## begin

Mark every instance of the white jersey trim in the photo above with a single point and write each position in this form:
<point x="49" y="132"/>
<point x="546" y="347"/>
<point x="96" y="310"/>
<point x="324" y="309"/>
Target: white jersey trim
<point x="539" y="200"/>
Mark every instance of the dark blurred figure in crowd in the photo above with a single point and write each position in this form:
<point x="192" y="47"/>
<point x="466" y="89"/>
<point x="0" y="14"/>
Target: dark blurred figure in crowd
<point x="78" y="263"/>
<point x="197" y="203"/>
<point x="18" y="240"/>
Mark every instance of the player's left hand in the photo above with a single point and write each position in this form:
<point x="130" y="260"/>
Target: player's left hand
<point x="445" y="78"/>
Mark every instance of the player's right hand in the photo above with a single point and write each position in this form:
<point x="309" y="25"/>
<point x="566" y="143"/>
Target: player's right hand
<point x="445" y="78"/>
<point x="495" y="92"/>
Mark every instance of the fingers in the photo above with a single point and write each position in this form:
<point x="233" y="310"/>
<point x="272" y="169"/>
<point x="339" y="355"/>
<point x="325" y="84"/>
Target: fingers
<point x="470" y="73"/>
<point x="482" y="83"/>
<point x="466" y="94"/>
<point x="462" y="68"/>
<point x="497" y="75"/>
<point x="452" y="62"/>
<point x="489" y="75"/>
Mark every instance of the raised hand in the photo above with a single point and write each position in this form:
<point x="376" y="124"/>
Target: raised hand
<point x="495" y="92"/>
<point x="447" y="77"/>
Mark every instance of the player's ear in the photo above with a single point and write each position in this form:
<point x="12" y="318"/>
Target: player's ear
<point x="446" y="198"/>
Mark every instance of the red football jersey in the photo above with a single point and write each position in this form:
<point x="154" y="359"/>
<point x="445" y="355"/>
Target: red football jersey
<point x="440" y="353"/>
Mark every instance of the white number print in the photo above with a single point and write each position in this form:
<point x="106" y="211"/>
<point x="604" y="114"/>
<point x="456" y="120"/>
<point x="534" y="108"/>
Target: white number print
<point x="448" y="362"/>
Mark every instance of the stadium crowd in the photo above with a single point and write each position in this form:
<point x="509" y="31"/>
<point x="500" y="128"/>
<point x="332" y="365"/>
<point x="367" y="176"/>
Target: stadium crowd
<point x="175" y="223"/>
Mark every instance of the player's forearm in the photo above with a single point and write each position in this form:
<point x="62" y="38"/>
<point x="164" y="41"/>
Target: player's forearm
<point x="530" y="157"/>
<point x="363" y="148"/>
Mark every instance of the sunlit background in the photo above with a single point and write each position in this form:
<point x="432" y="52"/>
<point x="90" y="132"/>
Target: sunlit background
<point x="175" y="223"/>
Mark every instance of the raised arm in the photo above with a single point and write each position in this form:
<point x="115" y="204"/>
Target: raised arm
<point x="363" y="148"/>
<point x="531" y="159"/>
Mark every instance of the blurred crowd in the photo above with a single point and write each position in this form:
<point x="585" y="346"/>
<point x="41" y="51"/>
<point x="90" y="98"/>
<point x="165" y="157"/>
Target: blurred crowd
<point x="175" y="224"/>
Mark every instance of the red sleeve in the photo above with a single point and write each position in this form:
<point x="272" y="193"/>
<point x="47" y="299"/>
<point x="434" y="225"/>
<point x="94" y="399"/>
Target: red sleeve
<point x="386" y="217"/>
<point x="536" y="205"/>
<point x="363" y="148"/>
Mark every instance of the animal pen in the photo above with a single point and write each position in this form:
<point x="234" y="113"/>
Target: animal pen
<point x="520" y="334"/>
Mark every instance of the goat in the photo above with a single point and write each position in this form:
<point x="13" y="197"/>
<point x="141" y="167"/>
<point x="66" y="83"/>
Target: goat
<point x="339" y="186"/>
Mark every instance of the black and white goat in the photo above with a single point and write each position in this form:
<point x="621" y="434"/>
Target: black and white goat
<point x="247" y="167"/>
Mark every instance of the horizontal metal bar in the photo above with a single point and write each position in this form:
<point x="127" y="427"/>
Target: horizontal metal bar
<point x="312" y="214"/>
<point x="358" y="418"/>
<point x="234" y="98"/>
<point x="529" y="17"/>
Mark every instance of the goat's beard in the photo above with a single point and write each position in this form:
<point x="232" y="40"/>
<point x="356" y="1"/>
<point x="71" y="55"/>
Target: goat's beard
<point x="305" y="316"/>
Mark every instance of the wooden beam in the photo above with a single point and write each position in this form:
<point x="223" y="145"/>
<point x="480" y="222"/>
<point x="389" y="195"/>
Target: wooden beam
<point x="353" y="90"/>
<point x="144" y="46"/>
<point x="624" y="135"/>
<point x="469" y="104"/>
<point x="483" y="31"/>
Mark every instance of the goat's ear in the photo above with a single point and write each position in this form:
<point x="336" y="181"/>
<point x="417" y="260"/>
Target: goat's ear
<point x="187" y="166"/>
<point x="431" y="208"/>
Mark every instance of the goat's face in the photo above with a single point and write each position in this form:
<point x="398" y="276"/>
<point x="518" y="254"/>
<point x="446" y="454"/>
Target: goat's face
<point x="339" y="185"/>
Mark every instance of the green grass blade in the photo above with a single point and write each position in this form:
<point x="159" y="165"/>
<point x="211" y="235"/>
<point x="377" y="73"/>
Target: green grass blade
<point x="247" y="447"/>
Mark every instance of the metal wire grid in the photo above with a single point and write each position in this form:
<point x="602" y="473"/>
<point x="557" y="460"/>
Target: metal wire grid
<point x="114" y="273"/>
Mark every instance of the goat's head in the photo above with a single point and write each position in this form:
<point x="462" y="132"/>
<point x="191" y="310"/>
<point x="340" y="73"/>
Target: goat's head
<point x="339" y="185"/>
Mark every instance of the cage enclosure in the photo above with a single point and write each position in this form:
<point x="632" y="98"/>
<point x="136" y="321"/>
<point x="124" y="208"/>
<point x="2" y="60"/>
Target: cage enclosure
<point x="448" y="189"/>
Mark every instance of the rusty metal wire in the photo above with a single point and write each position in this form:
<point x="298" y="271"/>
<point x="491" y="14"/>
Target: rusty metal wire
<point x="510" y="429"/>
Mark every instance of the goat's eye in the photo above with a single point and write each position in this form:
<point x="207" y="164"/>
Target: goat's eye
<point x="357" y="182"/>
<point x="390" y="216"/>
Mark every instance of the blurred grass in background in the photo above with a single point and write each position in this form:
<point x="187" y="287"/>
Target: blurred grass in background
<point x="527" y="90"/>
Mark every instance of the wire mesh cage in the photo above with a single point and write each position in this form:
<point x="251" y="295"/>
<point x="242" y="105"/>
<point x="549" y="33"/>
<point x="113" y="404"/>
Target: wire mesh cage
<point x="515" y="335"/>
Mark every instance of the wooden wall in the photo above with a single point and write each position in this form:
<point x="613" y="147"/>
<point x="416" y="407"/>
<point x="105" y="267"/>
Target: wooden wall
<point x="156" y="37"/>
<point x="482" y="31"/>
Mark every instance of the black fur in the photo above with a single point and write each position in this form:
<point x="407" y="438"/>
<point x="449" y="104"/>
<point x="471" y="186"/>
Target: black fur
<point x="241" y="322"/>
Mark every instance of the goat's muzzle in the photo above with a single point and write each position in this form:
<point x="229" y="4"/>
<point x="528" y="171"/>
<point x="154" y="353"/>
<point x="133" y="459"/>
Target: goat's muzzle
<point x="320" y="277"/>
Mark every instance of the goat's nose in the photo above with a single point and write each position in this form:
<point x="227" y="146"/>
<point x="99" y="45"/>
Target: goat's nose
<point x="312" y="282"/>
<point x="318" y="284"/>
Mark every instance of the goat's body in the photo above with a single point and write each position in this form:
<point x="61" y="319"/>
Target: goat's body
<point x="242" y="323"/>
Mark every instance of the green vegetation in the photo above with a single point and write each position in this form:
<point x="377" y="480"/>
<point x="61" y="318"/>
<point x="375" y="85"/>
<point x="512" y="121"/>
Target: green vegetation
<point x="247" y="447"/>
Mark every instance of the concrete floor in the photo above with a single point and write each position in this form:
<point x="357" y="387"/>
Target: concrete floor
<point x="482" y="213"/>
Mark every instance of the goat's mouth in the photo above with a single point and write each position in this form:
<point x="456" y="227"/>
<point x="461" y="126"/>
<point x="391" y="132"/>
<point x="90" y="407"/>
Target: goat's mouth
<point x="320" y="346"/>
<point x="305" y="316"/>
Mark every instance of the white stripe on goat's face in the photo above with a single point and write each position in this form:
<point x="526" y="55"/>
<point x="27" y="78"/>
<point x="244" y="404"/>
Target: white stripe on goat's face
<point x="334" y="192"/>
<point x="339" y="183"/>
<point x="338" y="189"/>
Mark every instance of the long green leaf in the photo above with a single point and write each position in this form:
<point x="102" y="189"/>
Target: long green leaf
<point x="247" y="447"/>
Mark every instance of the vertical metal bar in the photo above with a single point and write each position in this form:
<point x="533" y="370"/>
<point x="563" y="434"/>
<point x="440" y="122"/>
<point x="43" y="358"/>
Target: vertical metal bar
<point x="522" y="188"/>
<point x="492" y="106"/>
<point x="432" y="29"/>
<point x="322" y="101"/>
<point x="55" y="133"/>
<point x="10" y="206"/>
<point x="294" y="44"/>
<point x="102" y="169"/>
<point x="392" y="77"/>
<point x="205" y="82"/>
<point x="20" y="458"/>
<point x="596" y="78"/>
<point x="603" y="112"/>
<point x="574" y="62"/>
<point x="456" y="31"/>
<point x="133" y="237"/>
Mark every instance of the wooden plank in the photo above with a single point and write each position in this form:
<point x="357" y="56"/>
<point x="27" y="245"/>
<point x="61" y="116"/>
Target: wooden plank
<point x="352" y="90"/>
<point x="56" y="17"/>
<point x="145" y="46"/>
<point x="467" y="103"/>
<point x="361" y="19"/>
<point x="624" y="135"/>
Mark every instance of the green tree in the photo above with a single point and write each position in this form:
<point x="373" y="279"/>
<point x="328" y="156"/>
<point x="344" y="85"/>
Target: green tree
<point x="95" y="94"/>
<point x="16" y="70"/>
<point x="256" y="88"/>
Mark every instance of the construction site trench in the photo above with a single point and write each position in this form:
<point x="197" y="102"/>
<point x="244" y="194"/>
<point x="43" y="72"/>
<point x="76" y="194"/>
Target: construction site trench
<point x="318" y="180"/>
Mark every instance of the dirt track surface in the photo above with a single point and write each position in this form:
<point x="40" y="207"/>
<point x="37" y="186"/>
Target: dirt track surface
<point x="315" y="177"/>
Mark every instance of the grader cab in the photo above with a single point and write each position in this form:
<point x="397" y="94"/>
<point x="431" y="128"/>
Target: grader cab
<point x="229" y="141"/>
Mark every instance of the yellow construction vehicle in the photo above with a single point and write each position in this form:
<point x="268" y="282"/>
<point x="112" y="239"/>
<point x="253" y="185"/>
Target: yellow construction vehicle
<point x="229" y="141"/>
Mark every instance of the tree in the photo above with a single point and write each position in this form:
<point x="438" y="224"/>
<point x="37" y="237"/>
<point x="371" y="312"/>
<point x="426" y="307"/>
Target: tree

## end

◆ **TASK STATEMENT**: Begin with the line that contains "Mark every instance of the construction" and quote each line after it exactly, stopping after the last line of the data.

◆ **REPLY**:
Mark every instance of the construction site trench in the photo above with a single point and write each position in this form:
<point x="197" y="102"/>
<point x="244" y="194"/>
<point x="43" y="72"/>
<point x="76" y="194"/>
Target: construction site trench
<point x="318" y="180"/>
Mark every instance of the dirt track surface in the photo above with a single point and write each position in this form:
<point x="40" y="207"/>
<point x="37" y="186"/>
Target: dirt track surface
<point x="315" y="177"/>
Mark every instance of the grader cab in the photo above with a single point and write each position in this form:
<point x="397" y="94"/>
<point x="431" y="128"/>
Target: grader cab
<point x="229" y="141"/>
Mark every instance of the yellow construction vehicle in the photo above with a single point and write each position in this form:
<point x="268" y="282"/>
<point x="112" y="239"/>
<point x="253" y="185"/>
Target: yellow construction vehicle
<point x="229" y="141"/>
Mark every instance of the tree in the photo above with a single point and write each position in this form:
<point x="438" y="224"/>
<point x="37" y="237"/>
<point x="371" y="312"/>
<point x="426" y="307"/>
Target: tree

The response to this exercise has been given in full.